Work instructions
A) In the patent description of the data processing system, what is the name of the architecture that data processing system 200 uses?
B) Reproduce part of the patent description of the data processing system word for word, starting at "DETAILED DESCRIPTION OF" and stopping after "and a microphone.".
C) Resume the patent description of the data processing system after its final sentence.

Passage to read
•••••

DETAILED DESCRIPTION OF THE PREFERRED EMBODIMENT

With reference now to the figures and in particular with reference to FIG. 1, a pictorial representation of a data processing system is shown in which illustrative embodiments may be implemented. Computer 100 includes system unit 102, video display terminal 104, keyboard 106, storage devices 108, which may include floppy drives and other types of permanent and removable storage media, and mouse 110. Additional input devices may be included with personal computer 100. Examples of additional input devices could include, for example, a joystick, a touchpad, a touch screen, a trackball, and a microphone.

Computer 100 may be any suitable computer, such as an IBM® eServer™ computer or IntelliStation® computer, which are products of International Business Machines Corporation, located in Armonk, N.Y. Although the depicted representation shows a personal computer, other embodiments may be implemented in other types of data processing systems. For example, other embodiments may be implemented in a network computer. Computer 100 also preferably includes a graphical user interface (GUI) that may be implemented by means of systems software residing in computer readable media in operation within computer 100.

Next, FIG. 2 depicts a block diagram of a data processing system in which illustrative embodiments may be implemented. Data processing system 200 is an example of a computer, such as computer 100 in FIG. 1, in which code or instructions implementing the processes of the illustrative embodiments may be located.

In the depicted example, data processing system 200 employs a hub architecture including a north bridge and memory controller hub (NB/MCH) 202 and a south bridge and input/output (I/O) controller hub (SB/ICH) 204. Processing unit 206, main memory 208, and graphics processor 210 are coupled to north bridge and memory controller hub 202. Processing unit 206 may contain one or more processors and even may be implemented using one or more heterogeneous processor systems. Graphics processor 210 may be coupled to the NB/MCH through an accelerated graphics port (AGP), for example.

In the depicted example, local area network (LAN) adapter 212 is coupled to south bridge and I/O controller hub 204, audio adapter 216, keyboard and mouse adapter 220, modem 222, read only memory (ROM) 224, universal serial bus (USB) and other ports 232. PCI/PCIe devices 234 are coupled to south bridge and I/O controller hub 204 through bus 238. Hard disk drive (HDD) 226 and CD-ROM 230 are coupled to south bridge and I/O controller hub 204 through bus 240.

PCI/PCIe devices may include, for example, Ethernet adapters, add-in cards, and PC cards for notebook computers. PCI uses a card bus controller, while PCIe does not. ROM 224 may be, for example, a flash binary input/output system (BIOS). Hard disk drive 226 and CD-ROM 230 may use, for example, an integrated drive electronics (IDE) or serial advanced technology attachment (SATA) interface. A super I/O (SIO) device 236 may be coupled to south bridge and I/O controller hub 204.

An operating system runs on processing unit 206. This operating system coordinates and controls various components within data processing system 200 in FIG. 2. The operating system may be a commercially available operating system, such as Microsoft® Windows® XP. (Microsoft® and Windows® are trademarks of Microsoft Corporation in the United States, other countries, or both). An object oriented programming system, such as the Java™ programming system, may run in conjunction with the operating system and provides calls to the operating system from Java programs or applications executing on data processing system 200. Java and all Java-based trademarks are trademarks of Sun Microsystems, Inc. in the United States, other countries, or both.

•••••

Records
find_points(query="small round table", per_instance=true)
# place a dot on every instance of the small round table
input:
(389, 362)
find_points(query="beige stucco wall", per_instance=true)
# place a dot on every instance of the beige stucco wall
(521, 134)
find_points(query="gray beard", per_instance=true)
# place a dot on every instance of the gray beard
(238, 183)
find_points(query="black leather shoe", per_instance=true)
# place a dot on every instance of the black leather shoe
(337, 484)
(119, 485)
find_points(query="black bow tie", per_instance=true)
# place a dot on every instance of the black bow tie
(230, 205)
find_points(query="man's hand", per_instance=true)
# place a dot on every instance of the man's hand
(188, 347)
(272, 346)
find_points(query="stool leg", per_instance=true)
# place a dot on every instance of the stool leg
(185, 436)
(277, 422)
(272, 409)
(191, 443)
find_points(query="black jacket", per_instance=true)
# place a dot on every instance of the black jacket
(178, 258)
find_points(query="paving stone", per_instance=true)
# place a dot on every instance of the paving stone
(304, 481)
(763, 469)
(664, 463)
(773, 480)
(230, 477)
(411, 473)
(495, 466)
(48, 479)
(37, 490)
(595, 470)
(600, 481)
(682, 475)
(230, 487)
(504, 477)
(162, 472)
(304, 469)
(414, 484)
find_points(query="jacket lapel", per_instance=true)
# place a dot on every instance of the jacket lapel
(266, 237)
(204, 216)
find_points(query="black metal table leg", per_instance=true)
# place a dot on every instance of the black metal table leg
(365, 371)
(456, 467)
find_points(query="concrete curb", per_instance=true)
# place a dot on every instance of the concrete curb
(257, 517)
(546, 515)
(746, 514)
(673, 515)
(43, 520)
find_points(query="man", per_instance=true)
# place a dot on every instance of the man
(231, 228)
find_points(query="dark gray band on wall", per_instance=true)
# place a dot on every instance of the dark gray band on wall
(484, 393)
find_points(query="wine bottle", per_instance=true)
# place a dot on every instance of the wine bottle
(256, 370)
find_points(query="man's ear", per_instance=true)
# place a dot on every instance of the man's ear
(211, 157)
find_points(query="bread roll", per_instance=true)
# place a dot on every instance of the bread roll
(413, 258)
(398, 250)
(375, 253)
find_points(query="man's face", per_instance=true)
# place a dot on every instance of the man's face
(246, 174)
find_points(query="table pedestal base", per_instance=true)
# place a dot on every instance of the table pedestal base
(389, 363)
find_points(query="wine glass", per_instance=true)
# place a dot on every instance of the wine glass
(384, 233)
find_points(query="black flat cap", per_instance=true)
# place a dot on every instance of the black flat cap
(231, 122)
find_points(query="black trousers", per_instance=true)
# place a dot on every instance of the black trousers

•••••

Responses to the exercise
A) A hub architecture.

B)
DETAILED DESCRIPTION OF THE PREFERRED EMBODIMENT

With reference now to the figures and in particular with reference to FIG. 1, a pictorial representation of a data processing system is shown in which illustrative embodiments may be implemented. Computer 100 includes system unit 102, video display terminal 104, keyboard 106, storage devices 108, which may include floppy drives and other types of permanent and removable storage media, and mouse 110. Additional input devices may be included with personal computer 100. Examples of additional input devices could include, for example, a joystick, a touchpad, a touch screen, a trackball, and a microphone.

C)
Instructions for the operating system, the object-oriented programming system, and applications or programs are located on storage devices, such as hard disk drive 226. These instructions and may be loaded into main memory 208 for execution by processing unit 206. The processes of the illustrative embodiments may be performed by processing unit 206 using computer implemented instructions, which may be located in a memory. An example of a memory is main memory 208, read only memory 224, or in one or more peripheral devices.

The hardware shown in FIG. 1 and FIG. 2 may vary depending on the implementation of the illustrated embodiments. Other internal hardware or peripheral devices, such as flash memory, equivalent non-volatile memory, or optical disk drives and the like, may be used in addition to or in place of the hardware depicted in FIG. 1 and FIG. 2. Additionally, the processes of the illustrative embodiments may be applied to a multiprocessor data processing system.

The systems and components shown in FIG. 2 can be varied from the illustrative examples shown. In some illustrative examples, data processing system 200 may be a personal digital assistant (PDA). A personal digital assistant generally is configured with flash memory to provide a non-volatile memory for storing operating system files and/or user-generated data. Additionally, data processing system 200 can be a tablet computer, laptop computer, or telephone device.

Other components shown in FIG. 2 can be varied from the illustrative examples shown. For example, a bus system may be comprised of one or more buses, such as a system bus, an I/O bus, and a PCI bus. Of course the bus system may be implemented using any suitable type of communications fabric or architecture that provides for a transfer of data between different components or devices attached to the fabric or architecture. Additionally, a communications unit may include one or more devices used to transmit and receive data, such as a modem or a network adapter. Further, a memory may be, for example, main memory 208 or a cache such as found in north bridge and memory controller hub 202. Also, a processing unit may include one or more processors or CPUs.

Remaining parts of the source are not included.